_INSTRUCTIONS_
(A) Output the portion of the comment thread on parachutes and controlled testing between "Some philosophers have" and "by the author.", inclusive.
(B) Pick up the comment thread on parachutes and controlled testing where it stops, and continue it.

_TEXT SECTION_
If I say I can't rule out the bias in the test, then I cannot say that the experiment was success - because I failed to control a vital variable. DBT is ultimately about controling that variable (and controling it is irrelevant for parachute test, because we can perfectly predict it, thus control for all relevant variables directly). The best I can say is that on a sample with not all variables controlled, the test succeeded, and thus it's _possible_ that the (in this case) drug is effective. When we say "yes, it's effective, but no, the experiments didn't control for a variable we know can seriously affect the outcome, and it has been known to show "effectivness" of ineffective treatments", then you are contradicting yourself.

dearieme said...

"the parachute is apples and oranges": a friend of mine argues that it's perfectly reasonable to compare apples and oranges; it's comparing apples and Tuesday that he frowns on.

Anonymous said...

John, I was 100% on your side until you wrote your creation example. Creation is rejected not due to any empirical evidence but because it is not inherently falsifiable. The core element of falsifiability is the assumption of a space-time universalism. Because of this, NO creation theory (including the high school Big Bang Theory where space-time emerges from a point at t=0) is scientific. Any creation theory suffers from two inherently not falsifiable problems. At t=0, there is a space-time inconsistency that is not falsifiable in this universe. Further, at t=1, there is the problem that the location of all matter/energy and the exact laws of nature. This is the multiverse problem.

This is not terribly controversial and physicists like Hawking have recognized this and so have tried to create an infinite time universe to get around the philosophical problem.

Some philosophers have tried to argue that science has "proven" universalism. This is very tricky but you end up in a circular reasoning problem because there is no science without the assumption of universalism, but even in the most general of your Popper framework, I can always offer a creationist theory that is completely consistent with a non-creationist theory by simply saying that everything was started at some time z and thenceforth, there was time-space invariance. So the two worlds would be empirically identical. You would only reject the created one because of your assumption of time-space invariance.

White Picket Fence said...
This comment has been removed by the author.
White Picket Fence said...

In the US military we do control for a variable that John might not be considering. The packers periodically jump a randomly selected chute to keep them honest and focused. I'm not sure John is right on the merits here.

Jon S. said...

If they are following a principle of "first, do no harm" the distinction you draw is pedantic: maybe technically correct but practically useless.

Entries drawn from a collection
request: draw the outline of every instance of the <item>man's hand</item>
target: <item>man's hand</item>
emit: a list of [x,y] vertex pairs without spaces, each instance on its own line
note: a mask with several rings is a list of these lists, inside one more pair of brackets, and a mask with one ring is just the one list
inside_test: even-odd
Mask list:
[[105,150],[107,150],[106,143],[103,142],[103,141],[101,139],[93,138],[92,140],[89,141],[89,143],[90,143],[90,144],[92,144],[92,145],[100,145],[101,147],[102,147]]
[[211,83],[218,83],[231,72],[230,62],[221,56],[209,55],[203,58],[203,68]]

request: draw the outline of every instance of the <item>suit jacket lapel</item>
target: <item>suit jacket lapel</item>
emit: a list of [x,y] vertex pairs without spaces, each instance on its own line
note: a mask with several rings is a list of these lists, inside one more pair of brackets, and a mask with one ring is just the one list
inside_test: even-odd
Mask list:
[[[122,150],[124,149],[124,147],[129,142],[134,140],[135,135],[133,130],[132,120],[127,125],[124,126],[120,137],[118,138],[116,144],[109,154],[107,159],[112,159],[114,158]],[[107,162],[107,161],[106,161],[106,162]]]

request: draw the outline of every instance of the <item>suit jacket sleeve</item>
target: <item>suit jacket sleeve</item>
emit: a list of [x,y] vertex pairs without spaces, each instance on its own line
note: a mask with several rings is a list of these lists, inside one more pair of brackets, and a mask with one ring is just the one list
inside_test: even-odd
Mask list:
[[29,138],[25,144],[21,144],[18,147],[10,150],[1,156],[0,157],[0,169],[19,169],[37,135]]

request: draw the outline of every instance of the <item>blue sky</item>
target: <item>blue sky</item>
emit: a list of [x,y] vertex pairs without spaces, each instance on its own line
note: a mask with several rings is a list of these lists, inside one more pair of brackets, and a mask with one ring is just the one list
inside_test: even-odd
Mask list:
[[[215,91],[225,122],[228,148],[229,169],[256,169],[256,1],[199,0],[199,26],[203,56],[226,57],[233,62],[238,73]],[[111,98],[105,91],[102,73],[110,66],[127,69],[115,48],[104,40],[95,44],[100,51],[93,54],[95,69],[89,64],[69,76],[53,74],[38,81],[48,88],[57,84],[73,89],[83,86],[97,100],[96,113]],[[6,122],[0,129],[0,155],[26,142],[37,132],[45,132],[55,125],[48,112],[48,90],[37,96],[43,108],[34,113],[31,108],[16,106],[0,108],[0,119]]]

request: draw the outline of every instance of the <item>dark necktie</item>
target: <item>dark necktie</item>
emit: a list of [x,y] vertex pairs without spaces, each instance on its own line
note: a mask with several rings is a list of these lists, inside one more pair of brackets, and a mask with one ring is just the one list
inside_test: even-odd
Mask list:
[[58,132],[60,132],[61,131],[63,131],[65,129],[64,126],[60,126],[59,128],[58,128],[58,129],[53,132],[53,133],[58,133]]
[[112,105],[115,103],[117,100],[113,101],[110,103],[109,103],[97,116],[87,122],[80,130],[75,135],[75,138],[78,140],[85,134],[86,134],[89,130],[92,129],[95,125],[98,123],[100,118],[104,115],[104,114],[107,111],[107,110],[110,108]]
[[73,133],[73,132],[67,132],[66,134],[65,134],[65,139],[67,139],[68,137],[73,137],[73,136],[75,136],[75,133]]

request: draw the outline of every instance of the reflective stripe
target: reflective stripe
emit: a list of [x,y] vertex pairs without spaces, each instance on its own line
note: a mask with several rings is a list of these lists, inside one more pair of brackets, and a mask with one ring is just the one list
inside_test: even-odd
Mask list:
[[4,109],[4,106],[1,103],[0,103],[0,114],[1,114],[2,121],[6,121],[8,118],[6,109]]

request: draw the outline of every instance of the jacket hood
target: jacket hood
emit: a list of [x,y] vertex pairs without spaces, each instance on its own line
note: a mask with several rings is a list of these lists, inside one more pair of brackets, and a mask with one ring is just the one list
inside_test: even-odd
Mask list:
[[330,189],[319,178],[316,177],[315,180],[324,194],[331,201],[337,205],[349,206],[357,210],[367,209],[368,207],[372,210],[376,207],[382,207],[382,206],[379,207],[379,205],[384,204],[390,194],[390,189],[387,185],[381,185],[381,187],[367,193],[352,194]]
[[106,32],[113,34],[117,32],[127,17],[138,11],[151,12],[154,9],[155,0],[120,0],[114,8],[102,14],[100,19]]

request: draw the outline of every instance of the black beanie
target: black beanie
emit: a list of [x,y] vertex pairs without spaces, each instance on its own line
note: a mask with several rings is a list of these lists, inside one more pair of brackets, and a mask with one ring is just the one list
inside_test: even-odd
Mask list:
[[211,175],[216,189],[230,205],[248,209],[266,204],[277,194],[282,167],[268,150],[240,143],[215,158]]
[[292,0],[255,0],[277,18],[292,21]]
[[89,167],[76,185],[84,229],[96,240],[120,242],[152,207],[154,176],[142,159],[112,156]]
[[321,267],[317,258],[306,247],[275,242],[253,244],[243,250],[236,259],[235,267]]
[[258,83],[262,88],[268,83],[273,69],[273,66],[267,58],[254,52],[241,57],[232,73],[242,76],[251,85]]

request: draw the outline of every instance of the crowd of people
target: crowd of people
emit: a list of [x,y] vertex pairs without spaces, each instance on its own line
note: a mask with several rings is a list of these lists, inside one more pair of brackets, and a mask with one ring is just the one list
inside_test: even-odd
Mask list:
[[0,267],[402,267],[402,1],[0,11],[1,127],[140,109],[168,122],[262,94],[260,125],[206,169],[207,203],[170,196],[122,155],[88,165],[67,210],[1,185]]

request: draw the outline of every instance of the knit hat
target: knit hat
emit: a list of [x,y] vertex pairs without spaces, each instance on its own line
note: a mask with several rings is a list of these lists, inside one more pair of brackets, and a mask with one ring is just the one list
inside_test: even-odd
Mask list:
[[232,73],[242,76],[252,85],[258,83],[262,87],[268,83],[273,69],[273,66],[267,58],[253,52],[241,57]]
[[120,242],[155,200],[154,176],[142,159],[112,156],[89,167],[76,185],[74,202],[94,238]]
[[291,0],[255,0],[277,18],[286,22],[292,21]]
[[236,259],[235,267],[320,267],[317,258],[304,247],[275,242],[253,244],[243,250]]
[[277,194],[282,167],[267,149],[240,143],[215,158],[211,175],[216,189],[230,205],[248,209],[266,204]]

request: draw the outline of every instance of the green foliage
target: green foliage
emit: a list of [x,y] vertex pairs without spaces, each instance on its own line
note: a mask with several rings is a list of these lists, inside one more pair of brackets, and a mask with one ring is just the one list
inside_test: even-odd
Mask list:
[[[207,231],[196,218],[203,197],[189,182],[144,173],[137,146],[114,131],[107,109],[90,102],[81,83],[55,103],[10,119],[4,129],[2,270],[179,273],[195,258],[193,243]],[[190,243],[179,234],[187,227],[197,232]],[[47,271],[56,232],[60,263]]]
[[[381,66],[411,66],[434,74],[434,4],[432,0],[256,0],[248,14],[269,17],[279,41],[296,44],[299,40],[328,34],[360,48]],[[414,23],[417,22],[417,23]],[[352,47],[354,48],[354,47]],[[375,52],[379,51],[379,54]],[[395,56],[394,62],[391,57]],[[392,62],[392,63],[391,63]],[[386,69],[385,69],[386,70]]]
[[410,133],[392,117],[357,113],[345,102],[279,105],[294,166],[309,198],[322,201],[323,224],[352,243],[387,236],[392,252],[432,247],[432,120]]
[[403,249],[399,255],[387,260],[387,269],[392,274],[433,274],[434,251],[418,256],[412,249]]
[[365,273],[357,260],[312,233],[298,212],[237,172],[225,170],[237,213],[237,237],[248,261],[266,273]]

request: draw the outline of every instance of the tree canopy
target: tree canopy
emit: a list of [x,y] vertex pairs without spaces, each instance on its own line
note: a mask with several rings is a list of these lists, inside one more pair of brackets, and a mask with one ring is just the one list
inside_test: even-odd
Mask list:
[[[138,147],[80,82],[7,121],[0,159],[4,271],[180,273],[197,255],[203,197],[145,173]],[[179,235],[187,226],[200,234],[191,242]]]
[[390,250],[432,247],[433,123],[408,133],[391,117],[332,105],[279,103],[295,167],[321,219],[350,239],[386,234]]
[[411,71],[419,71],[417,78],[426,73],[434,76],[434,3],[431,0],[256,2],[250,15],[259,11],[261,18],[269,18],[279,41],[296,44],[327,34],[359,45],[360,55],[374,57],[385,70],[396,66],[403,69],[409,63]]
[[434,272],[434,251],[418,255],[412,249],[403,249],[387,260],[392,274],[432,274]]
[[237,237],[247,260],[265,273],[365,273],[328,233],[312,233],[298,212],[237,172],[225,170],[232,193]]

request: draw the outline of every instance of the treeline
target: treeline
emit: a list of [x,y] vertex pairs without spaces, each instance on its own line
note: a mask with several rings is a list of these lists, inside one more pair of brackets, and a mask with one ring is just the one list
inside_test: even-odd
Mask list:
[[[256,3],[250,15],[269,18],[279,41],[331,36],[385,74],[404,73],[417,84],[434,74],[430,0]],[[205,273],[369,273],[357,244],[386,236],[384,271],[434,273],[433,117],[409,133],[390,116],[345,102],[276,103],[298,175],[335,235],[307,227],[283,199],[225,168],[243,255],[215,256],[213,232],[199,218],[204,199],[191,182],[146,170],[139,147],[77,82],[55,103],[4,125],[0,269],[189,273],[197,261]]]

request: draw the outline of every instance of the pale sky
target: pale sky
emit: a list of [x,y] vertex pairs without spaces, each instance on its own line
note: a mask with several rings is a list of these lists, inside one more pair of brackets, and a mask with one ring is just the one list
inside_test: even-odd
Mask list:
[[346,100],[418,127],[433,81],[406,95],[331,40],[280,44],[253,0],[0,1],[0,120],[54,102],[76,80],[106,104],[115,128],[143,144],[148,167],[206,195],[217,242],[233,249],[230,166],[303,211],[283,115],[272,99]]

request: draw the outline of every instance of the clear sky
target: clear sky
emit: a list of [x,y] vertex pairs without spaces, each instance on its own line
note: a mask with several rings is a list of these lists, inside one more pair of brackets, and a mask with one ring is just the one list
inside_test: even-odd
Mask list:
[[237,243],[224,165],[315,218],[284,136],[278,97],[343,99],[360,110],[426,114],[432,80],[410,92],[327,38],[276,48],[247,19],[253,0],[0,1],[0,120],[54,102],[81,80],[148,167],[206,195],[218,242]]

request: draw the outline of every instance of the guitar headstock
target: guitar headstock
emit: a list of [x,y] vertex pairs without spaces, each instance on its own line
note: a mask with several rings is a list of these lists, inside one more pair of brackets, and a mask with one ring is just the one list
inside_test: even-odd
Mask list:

_OUTPUTS FOR THE TASKS_
(A)
Some philosophers have tried to argue that science has "proven" universalism. This is very tricky but you end up in a circular reasoning problem because there is no science without the assumption of universalism, but even in the most general of your Popper framework, I can always offer a creationist theory that is completely consistent with a non-creationist theory by simply saying that everything was started at some time z and thenceforth, there was time-space invariance. So the two worlds would be empirically identical. You would only reject the created one because of your assumption of time-space invariance.

White Picket Fence said...
This comment has been removed by the author.

(B)
FDA staff guy says don't throw patients out of airplanes.

Anonymous said...

Dear John,

Besides other insightful comments to possible flaws in your admittedly nice logic, especially it being more of a procedural case then a logic case, let me add another.

FDA not necessarily claim purely "the only test of effectiveness is an adequate and well-controlled test."

Given price of error, they might actually be claiming that "the only test of effectiveness they are willing to take as reasonably guarantee no further complications is an adequate and well-controlled test."

In other words, while the degree of present knowledge might be bipolar, there are more grades to expectations, and one could within reason claim that his trust in further sustainability of knowledge gained through one specific strict method is higher then in knowledge gained otherwise, and that in mission-critical situations (such as approving medicines) he will demand this, and no less, grade of certainity.

Regards,
Dmitry.

Michael Nau said...

Interesting post, very thought-provoking. As a social scientist, I'd like to add that some of the commenters skeptical of your argument have an unnecessarily narrow and stereotyped view of the scientific method.

Causality is a very tough thing to prove, and folks like Popper would say that it is essentially impossible. The trick is designing tests that are "rigorous enough" to provide support for a claim unless/until it is falsified. For example, in my field, we cannot have double-blind random treatment assignments to marriage, childbirth or college, but we can still devise clever ways with statistics to estimate the risk of an event occurring or the "effects" of such events.

When ethics or other considerations apply (as in the case of MS treatments), it reminds me of what us social scientists have been dealing with all along. Just because it doesn't look like what applied physicists do does not mean that it is not science. The scientific method needs to be adapted to the object of study. Obviously, when people are the object of study, we need to be methodologically flexible and creative.

John Hempton said...

Its blatantly obvious that double-blind trials can't be designed for lots of things - try anaesthetics for operations versus say no anaesthetic.

Its also obvious where some things work (see anaesthetics).

The panel was full of MS specialists. The FDA staff full of statisticians.

These were people from different worlds. The statistics paper was statistics-ideology driven - as if statisticians have the only valid method. The question that the FDA staff asked of the panel was (a) loaded, and (b) incompetent.

My view: the staff view at the FDA in this case is worthless because this was a drug for which (i) double blind was impossible and (ii) the staff got hung up on that point.

J

Gabe said...

The staff question was a long time coming. Genzyme/Sanofi failed to persuade FDA that the clinical trial of Lemtrada should not, or could not, include a DBT -- over many years and on many occasions, e.g.:

--the FDA-Genzyme conference call of Sept. 13, 2005 ("necessary to provide strong double-blind evidence of a treatment effect");

--the FDA-Genzyme meeting of November 21, 2006 ("totally blinded study is more likely to be found persuasive");

--the protocols submitted on March 16 and 21, 2007 (to which FDA responded it "strongly recommends that you use a double-dummy placebo...");

--the March 17, 2010 meeting ("Blinding procedures were discussed in detail... unblinding of physicians and patients remains a significant problem..."); and

--the Jan. 24, 2011 meeting with FDA ("the lack of double blinding has consistently concerned us. The lack of blinding remains a major concern.").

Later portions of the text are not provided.